Without reproducing any picture, copy the records word for word.

Image point grounding data

──────

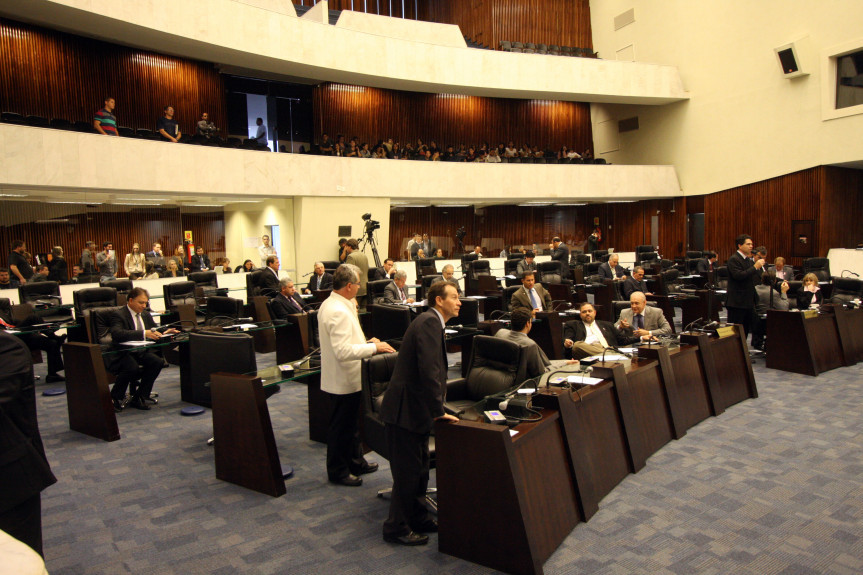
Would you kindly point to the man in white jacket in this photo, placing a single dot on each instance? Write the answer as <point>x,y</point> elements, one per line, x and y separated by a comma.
<point>343,346</point>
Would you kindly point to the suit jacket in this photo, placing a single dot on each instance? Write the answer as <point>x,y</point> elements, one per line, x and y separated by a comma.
<point>742,279</point>
<point>343,345</point>
<point>575,331</point>
<point>457,286</point>
<point>24,469</point>
<point>631,285</point>
<point>391,293</point>
<point>418,386</point>
<point>200,263</point>
<point>360,260</point>
<point>654,321</point>
<point>325,282</point>
<point>268,281</point>
<point>282,308</point>
<point>605,271</point>
<point>537,361</point>
<point>524,266</point>
<point>521,298</point>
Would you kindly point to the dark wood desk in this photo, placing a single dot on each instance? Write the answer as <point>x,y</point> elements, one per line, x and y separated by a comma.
<point>595,439</point>
<point>506,502</point>
<point>803,345</point>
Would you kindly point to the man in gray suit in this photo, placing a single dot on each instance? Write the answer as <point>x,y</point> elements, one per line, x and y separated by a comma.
<point>537,362</point>
<point>642,321</point>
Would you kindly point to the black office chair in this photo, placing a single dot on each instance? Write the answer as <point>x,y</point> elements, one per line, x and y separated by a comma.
<point>495,366</point>
<point>845,290</point>
<point>213,352</point>
<point>818,266</point>
<point>223,310</point>
<point>389,322</point>
<point>468,314</point>
<point>375,290</point>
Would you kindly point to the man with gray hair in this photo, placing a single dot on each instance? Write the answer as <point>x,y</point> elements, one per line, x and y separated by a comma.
<point>321,280</point>
<point>395,291</point>
<point>448,275</point>
<point>343,347</point>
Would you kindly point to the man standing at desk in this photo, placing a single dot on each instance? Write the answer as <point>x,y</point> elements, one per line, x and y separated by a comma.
<point>343,346</point>
<point>743,275</point>
<point>413,401</point>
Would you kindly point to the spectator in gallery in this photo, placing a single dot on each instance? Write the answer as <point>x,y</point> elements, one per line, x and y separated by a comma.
<point>261,133</point>
<point>105,122</point>
<point>206,128</point>
<point>167,126</point>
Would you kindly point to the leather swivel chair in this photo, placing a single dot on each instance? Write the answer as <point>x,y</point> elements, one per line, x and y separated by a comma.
<point>213,352</point>
<point>846,290</point>
<point>376,374</point>
<point>223,310</point>
<point>375,290</point>
<point>495,366</point>
<point>389,322</point>
<point>818,266</point>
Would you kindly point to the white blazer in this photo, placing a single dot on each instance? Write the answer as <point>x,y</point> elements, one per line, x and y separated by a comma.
<point>343,345</point>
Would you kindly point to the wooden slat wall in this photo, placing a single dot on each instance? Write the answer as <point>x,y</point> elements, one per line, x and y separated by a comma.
<point>561,22</point>
<point>374,114</point>
<point>143,225</point>
<point>56,75</point>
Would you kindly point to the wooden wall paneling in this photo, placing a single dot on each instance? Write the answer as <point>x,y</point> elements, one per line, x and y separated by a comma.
<point>57,75</point>
<point>373,115</point>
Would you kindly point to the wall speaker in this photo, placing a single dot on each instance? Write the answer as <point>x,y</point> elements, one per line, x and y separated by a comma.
<point>794,58</point>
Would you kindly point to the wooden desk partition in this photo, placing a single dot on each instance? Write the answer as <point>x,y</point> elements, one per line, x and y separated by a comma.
<point>245,447</point>
<point>88,398</point>
<point>595,439</point>
<point>504,502</point>
<point>803,345</point>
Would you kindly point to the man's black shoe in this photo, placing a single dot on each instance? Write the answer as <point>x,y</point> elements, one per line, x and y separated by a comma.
<point>411,539</point>
<point>367,468</point>
<point>429,526</point>
<point>350,480</point>
<point>138,403</point>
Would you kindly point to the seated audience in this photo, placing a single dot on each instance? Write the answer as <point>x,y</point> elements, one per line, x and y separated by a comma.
<point>134,323</point>
<point>288,301</point>
<point>809,294</point>
<point>395,292</point>
<point>531,296</point>
<point>588,336</point>
<point>320,279</point>
<point>537,363</point>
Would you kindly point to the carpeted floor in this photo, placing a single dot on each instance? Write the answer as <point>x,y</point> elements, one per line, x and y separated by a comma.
<point>773,485</point>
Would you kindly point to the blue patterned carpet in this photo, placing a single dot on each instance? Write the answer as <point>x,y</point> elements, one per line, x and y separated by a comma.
<point>772,486</point>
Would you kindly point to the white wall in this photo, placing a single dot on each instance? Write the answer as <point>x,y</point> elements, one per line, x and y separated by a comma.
<point>744,122</point>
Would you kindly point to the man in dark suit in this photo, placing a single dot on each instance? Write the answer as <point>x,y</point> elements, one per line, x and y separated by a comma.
<point>612,269</point>
<point>413,401</point>
<point>395,291</point>
<point>268,281</point>
<point>635,283</point>
<point>706,264</point>
<point>320,279</point>
<point>134,323</point>
<point>200,261</point>
<point>288,301</point>
<point>743,275</point>
<point>532,296</point>
<point>560,253</point>
<point>386,271</point>
<point>24,469</point>
<point>588,336</point>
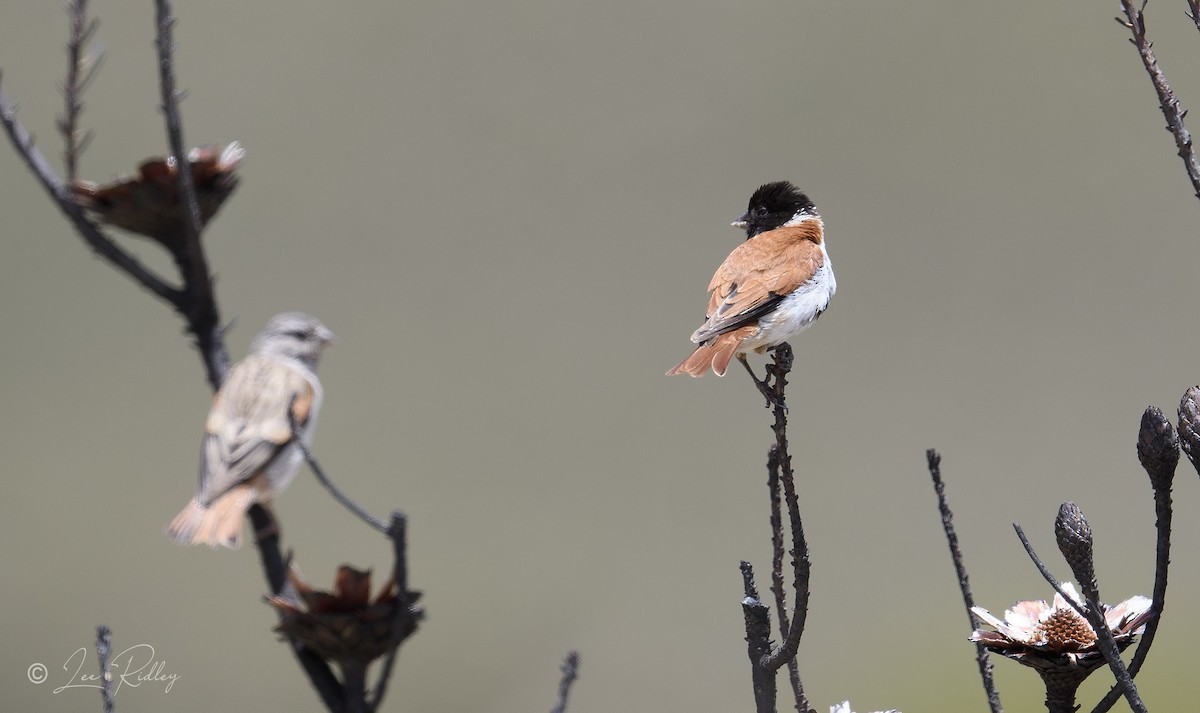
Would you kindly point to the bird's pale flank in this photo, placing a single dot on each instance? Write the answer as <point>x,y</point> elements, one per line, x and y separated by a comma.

──────

▶ ANSWER AREA:
Would you kindly point to the man in white jacket in this photo, placing a single dot on each instance? Write the answer as <point>x,y</point> elements, one per line, x and y separated by a comma.
<point>343,346</point>
Would you kindly point to the suit jacket in this photo, placing a single dot on each instance? Write the answer as <point>x,y</point> elements, one per line, x and y separated by a comma.
<point>742,279</point>
<point>343,345</point>
<point>575,331</point>
<point>457,286</point>
<point>24,469</point>
<point>631,285</point>
<point>391,293</point>
<point>418,386</point>
<point>200,263</point>
<point>360,260</point>
<point>654,321</point>
<point>325,282</point>
<point>268,281</point>
<point>282,308</point>
<point>605,271</point>
<point>537,361</point>
<point>524,266</point>
<point>521,298</point>
Would you kindly point to the dark wood desk in this photo, placing a single dot on each instance? Write the answer as <point>x,y</point> elements, one per line, x and y separated by a comma.
<point>595,439</point>
<point>506,502</point>
<point>803,345</point>
Would you kindly point to the man in gray suit in this photo, placing a single dot on each instance? Write the answer as <point>x,y</point> elements, one per line, x and y separated by a comma.
<point>537,362</point>
<point>642,321</point>
Would you kindly point to the black office chair in this photo, placing a single dot on each instance? Write the answer as <point>x,y</point> elements, one per line, x and y separated by a comma.
<point>495,366</point>
<point>845,290</point>
<point>213,352</point>
<point>818,266</point>
<point>223,310</point>
<point>389,322</point>
<point>468,314</point>
<point>375,290</point>
Would you kindly point to the man with gray hair in this photo, placing a single dot on each instance? Write the answer as <point>x,y</point> elements, one per line, x and y separated by a comma.
<point>321,280</point>
<point>395,291</point>
<point>448,275</point>
<point>343,347</point>
Would you kindly point to the man standing at desk in this photo, placing a single dot on each instance? Write the answer as <point>x,y</point> elements, one per line, x and y separated by a comma.
<point>343,346</point>
<point>743,275</point>
<point>413,401</point>
Would you kindly point to the spectator in gallery in this photo, placing a single dot on each instance? Write the answer as <point>x,y</point> elements, one per line, x and y separated by a comma.
<point>261,133</point>
<point>105,122</point>
<point>206,128</point>
<point>167,126</point>
Would you kindly point to the leather swivel chair in this photo, placing a single dot on each instance? Write the answer as <point>x,y</point> elements, one per line, x and y separated by a comma.
<point>213,352</point>
<point>846,290</point>
<point>376,374</point>
<point>223,310</point>
<point>375,290</point>
<point>495,366</point>
<point>389,322</point>
<point>818,266</point>
Would you kindly point to the white blazer in this photo, placing a single dot on each instance? Write the answer as <point>x,y</point> elements, one per line, x and y separated by a comma.
<point>343,345</point>
Would you kindly point to the wooden slat wall in this photo, placing a single dot on each instance? Write the answer as <point>x,y</point> elements, one per line, x and y separated by a comma.
<point>561,22</point>
<point>374,114</point>
<point>143,225</point>
<point>56,75</point>
Would you kindly point to the wooden wall paneling in this photo, placing a single dot on each instance? Write the answer as <point>x,y</point> elements, one per line, x and y separated by a comma.
<point>57,75</point>
<point>373,115</point>
Would you kindly point to the wall speaker in this photo, placing a single dot on each instance? Write the answer as <point>x,y</point> elements, one per line, x and y separated by a comma.
<point>794,58</point>
Would you kindly point to the wooden desk partition in this photo, placing a single dot on each instance? Write the answer as <point>x,y</point> elements, one per line, x and y separated by a comma.
<point>245,447</point>
<point>88,398</point>
<point>595,439</point>
<point>504,502</point>
<point>803,345</point>
Would you kindly point to the man's black shoe in this photo, placing a single dot on each instance? Write the answer as <point>x,y</point> elements, one per line, x and y separated by a comma.
<point>411,539</point>
<point>367,468</point>
<point>429,526</point>
<point>350,480</point>
<point>138,403</point>
Would you kindly point to the seated audience in this photo, placing a single dot on each instance? Write the answer as <point>x,y</point> elements, one per line, x and y separated by a comma.
<point>134,323</point>
<point>288,301</point>
<point>809,294</point>
<point>395,292</point>
<point>531,296</point>
<point>588,336</point>
<point>320,279</point>
<point>537,363</point>
Would you kindly point to the carpeted floor in this photo, placing a single dot on each instance? Write the answer as <point>x,y</point> elements, one per line, x and y separated by a comma.
<point>773,485</point>
Would you kindly point to the blue patterned carpet in this photo, placing a single dot on each instance? Write the answer as <point>x,y</point> elements, one per line, x and y separated by a comma.
<point>772,486</point>
Would you kindly point to the white wall in this photo, placing a single dot on each instance? Write the answer as <point>x,y</point> elements, one per line, x and y separated by a comma.
<point>744,122</point>
Would you kindly point to the man in dark suit in this photo, placing a single dot on each instance? Write the answer as <point>x,y</point> elements, one per line, x and y separated by a comma.
<point>612,269</point>
<point>413,401</point>
<point>395,291</point>
<point>268,281</point>
<point>635,283</point>
<point>706,264</point>
<point>320,279</point>
<point>134,323</point>
<point>200,261</point>
<point>288,301</point>
<point>743,275</point>
<point>532,296</point>
<point>560,253</point>
<point>386,271</point>
<point>24,469</point>
<point>588,336</point>
Would you kindly point to the bird's pale flank in this photo, placing a single dot on each instance? Write the answer as <point>x,y</point> elements, one per line, x and y separated by a comma.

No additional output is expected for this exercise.